Material to process:
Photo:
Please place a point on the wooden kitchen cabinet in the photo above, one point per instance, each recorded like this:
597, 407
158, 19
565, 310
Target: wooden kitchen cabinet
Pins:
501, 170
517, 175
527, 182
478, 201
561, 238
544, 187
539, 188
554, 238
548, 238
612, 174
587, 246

Activity: Would you please return all lines of the data that include the word "wooden"?

Result of this task:
Please place a point on the wooden kitchen cabinet in the photo above, one point per instance, each recorded like this:
Target: wooden kitchen cabinet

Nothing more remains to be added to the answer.